* **Task details**:
Please return each line in the items below that contains the word "cloud".

* **Dataset rows**:

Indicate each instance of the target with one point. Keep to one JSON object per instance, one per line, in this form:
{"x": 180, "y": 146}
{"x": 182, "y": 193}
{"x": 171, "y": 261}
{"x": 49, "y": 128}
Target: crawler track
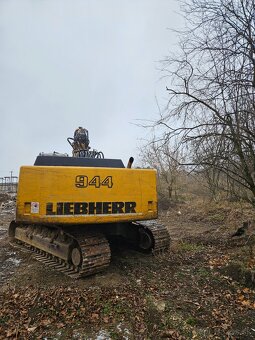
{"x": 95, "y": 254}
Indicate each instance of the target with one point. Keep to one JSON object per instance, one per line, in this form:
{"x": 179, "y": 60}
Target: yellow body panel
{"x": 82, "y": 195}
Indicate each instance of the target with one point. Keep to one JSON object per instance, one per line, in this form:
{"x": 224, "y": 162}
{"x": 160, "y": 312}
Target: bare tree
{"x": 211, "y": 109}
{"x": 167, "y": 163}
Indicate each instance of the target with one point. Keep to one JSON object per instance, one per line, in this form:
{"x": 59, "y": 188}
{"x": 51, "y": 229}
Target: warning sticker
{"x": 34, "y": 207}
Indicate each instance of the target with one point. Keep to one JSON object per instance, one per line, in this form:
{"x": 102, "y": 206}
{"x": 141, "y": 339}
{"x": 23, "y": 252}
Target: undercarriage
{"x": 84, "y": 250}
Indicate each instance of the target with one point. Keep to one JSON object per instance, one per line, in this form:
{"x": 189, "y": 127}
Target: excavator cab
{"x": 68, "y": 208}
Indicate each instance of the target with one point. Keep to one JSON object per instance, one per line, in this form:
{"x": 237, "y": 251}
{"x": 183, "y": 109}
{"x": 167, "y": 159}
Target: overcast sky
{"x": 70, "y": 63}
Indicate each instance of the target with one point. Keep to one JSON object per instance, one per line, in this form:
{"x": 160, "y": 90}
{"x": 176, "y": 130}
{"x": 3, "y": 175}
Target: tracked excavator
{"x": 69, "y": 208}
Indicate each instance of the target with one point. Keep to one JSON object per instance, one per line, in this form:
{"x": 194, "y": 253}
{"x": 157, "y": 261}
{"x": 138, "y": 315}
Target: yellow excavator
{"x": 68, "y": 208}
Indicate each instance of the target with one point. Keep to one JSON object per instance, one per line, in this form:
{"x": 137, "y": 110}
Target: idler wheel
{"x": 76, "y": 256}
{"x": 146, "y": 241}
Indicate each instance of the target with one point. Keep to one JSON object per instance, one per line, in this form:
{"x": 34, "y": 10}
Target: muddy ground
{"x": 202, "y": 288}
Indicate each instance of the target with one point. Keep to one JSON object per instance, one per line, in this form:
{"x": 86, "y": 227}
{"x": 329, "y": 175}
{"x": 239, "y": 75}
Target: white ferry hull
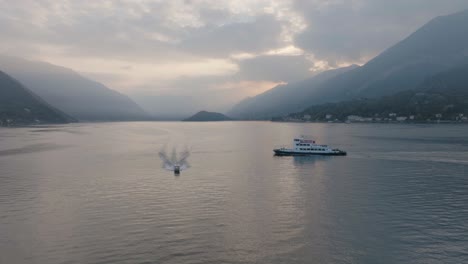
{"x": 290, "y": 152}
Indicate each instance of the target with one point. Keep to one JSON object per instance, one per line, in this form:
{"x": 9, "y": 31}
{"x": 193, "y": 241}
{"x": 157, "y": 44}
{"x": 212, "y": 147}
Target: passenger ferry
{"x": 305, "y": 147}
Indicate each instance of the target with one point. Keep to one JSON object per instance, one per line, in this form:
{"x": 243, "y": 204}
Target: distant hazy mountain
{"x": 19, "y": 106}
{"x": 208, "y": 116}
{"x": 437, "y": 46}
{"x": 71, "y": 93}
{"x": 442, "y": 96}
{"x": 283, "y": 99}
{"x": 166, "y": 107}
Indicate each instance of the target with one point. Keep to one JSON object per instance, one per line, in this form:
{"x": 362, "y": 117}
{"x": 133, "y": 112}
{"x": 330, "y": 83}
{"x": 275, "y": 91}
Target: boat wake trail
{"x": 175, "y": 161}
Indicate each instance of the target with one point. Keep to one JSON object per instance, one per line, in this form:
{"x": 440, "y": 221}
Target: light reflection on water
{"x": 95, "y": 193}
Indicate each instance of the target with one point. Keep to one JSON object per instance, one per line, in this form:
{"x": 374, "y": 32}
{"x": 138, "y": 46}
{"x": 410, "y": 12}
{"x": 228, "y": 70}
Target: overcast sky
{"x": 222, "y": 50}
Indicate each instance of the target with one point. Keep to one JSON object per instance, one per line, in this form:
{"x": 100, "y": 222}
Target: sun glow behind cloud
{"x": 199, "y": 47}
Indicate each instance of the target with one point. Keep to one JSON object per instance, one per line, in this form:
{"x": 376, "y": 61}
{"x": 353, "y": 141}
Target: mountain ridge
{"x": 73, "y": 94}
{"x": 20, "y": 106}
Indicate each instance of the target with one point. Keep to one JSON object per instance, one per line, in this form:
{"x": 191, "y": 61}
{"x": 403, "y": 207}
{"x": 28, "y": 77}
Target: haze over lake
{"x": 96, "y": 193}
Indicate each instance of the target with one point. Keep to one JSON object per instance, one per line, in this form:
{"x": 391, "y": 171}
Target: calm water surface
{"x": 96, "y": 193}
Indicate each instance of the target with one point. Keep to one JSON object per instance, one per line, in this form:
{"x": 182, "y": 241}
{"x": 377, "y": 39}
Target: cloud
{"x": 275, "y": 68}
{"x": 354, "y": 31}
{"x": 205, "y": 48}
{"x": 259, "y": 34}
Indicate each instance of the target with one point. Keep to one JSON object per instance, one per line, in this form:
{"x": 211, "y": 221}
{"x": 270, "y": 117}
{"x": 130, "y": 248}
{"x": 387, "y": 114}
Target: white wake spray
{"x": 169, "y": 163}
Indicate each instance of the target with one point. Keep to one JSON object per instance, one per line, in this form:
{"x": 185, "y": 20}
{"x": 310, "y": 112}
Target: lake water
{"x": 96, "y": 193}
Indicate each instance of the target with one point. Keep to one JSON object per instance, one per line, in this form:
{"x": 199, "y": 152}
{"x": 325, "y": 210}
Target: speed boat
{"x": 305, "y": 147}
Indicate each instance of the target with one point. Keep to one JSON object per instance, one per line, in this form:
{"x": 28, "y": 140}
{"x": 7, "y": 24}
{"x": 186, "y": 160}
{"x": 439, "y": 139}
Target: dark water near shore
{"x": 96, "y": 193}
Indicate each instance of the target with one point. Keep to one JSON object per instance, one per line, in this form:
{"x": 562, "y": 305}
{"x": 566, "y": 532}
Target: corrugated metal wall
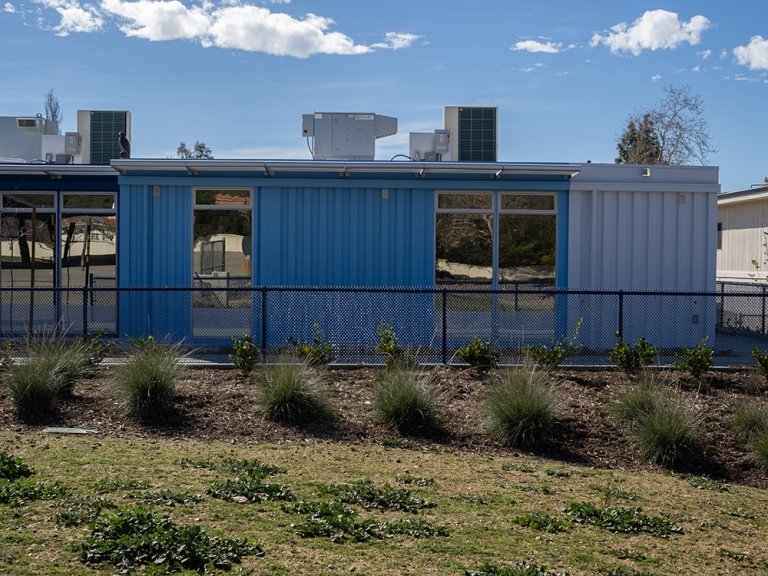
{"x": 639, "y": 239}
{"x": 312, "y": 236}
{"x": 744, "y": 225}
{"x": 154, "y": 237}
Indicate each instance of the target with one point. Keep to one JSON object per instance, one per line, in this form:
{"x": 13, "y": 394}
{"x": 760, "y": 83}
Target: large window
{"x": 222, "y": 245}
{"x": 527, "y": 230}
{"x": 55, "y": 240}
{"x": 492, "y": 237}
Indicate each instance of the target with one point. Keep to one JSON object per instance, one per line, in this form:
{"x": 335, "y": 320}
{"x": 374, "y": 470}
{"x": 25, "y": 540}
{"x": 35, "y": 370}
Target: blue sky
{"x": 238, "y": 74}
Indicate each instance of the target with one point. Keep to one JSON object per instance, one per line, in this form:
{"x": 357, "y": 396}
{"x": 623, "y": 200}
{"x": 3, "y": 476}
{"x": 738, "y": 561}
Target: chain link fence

* **Expected answer**:
Target: sun glow behind cloud
Target: cloud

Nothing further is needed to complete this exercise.